▶ [Records provided]
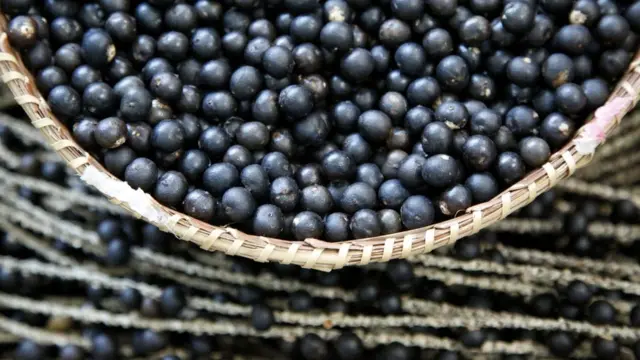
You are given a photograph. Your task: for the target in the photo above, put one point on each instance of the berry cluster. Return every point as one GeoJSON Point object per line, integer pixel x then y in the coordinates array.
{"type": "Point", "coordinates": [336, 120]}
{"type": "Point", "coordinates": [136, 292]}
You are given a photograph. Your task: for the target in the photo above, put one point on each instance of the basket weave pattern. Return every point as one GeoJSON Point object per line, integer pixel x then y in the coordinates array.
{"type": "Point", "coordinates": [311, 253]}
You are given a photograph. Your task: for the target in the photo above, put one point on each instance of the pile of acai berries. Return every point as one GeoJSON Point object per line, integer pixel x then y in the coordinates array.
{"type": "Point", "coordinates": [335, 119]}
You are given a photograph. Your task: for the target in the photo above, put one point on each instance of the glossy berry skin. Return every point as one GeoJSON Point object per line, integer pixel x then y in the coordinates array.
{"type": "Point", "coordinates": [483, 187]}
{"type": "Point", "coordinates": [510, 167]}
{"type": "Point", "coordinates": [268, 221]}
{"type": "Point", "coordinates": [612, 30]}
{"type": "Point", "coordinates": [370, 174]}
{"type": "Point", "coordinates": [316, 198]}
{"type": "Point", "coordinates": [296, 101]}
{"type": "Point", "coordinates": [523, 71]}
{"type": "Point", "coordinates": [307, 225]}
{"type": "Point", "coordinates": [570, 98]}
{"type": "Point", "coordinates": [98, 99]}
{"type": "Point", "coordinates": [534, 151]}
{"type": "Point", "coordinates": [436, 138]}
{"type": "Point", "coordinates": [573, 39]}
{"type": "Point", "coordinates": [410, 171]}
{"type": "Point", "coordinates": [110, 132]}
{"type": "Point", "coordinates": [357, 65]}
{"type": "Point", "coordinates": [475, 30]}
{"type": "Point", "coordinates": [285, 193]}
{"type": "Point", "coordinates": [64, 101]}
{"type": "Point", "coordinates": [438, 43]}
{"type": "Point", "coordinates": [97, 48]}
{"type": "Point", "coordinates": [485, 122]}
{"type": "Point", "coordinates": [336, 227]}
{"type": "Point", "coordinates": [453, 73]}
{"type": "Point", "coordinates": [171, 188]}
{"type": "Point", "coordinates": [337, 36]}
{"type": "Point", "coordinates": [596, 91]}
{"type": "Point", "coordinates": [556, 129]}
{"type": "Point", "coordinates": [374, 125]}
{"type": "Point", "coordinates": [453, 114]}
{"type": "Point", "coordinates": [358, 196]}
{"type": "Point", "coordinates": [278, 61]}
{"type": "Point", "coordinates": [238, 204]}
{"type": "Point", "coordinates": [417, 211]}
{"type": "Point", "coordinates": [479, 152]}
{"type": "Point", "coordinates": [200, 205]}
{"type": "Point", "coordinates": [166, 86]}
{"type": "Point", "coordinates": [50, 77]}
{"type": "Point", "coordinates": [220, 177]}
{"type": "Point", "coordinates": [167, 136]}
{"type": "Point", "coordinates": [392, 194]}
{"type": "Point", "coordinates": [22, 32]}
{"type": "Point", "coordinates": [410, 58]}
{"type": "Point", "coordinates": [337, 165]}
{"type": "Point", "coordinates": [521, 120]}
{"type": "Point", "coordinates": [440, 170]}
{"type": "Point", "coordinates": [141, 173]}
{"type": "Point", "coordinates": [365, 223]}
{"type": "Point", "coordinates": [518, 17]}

▶ [Short exercise]
All entries are to be retyped exactly. Omit any embedded images.

▶ [Task response]
You are given a photograph. Your task: for the target in the photo above, put one point on each instance of the berry cluster. Return every point as one GeoJSON Point object per line, integer pixel x then y in the coordinates array.
{"type": "Point", "coordinates": [336, 120]}
{"type": "Point", "coordinates": [136, 292]}
You are given a photograph. Your task: for the target in the photo above, put one point on each instance of the basket weave pattern. Return every point as one GeoJSON Point object per line, integer pixel x then y in the coordinates array.
{"type": "Point", "coordinates": [311, 253]}
You are given a photograph. Your task: for the target in the photo above, put one point on each instance of the pile of acai berries. Return every point as one GeoJSON Point object per line, integer pixel x then y in the coordinates array.
{"type": "Point", "coordinates": [335, 119]}
You are given a photograph. Your task: for the target in the photo above, put one point on each instance of the glossy berry skin. Return every point as one GeoJSON Point object per line, integer pixel x then y in the coordinates array.
{"type": "Point", "coordinates": [483, 187]}
{"type": "Point", "coordinates": [510, 167]}
{"type": "Point", "coordinates": [268, 221]}
{"type": "Point", "coordinates": [612, 30]}
{"type": "Point", "coordinates": [370, 174]}
{"type": "Point", "coordinates": [316, 198]}
{"type": "Point", "coordinates": [296, 101]}
{"type": "Point", "coordinates": [523, 71]}
{"type": "Point", "coordinates": [307, 225]}
{"type": "Point", "coordinates": [570, 98]}
{"type": "Point", "coordinates": [98, 99]}
{"type": "Point", "coordinates": [534, 151]}
{"type": "Point", "coordinates": [436, 138]}
{"type": "Point", "coordinates": [573, 39]}
{"type": "Point", "coordinates": [410, 171]}
{"type": "Point", "coordinates": [110, 132]}
{"type": "Point", "coordinates": [357, 65]}
{"type": "Point", "coordinates": [475, 30]}
{"type": "Point", "coordinates": [285, 193]}
{"type": "Point", "coordinates": [64, 101]}
{"type": "Point", "coordinates": [438, 43]}
{"type": "Point", "coordinates": [97, 48]}
{"type": "Point", "coordinates": [485, 122]}
{"type": "Point", "coordinates": [336, 227]}
{"type": "Point", "coordinates": [453, 73]}
{"type": "Point", "coordinates": [171, 188]}
{"type": "Point", "coordinates": [337, 36]}
{"type": "Point", "coordinates": [596, 91]}
{"type": "Point", "coordinates": [556, 129]}
{"type": "Point", "coordinates": [374, 125]}
{"type": "Point", "coordinates": [453, 114]}
{"type": "Point", "coordinates": [358, 196]}
{"type": "Point", "coordinates": [278, 61]}
{"type": "Point", "coordinates": [238, 204]}
{"type": "Point", "coordinates": [417, 211]}
{"type": "Point", "coordinates": [479, 152]}
{"type": "Point", "coordinates": [200, 205]}
{"type": "Point", "coordinates": [166, 86]}
{"type": "Point", "coordinates": [50, 77]}
{"type": "Point", "coordinates": [220, 177]}
{"type": "Point", "coordinates": [167, 136]}
{"type": "Point", "coordinates": [392, 194]}
{"type": "Point", "coordinates": [22, 32]}
{"type": "Point", "coordinates": [410, 58]}
{"type": "Point", "coordinates": [337, 165]}
{"type": "Point", "coordinates": [521, 120]}
{"type": "Point", "coordinates": [440, 170]}
{"type": "Point", "coordinates": [141, 173]}
{"type": "Point", "coordinates": [365, 223]}
{"type": "Point", "coordinates": [518, 17]}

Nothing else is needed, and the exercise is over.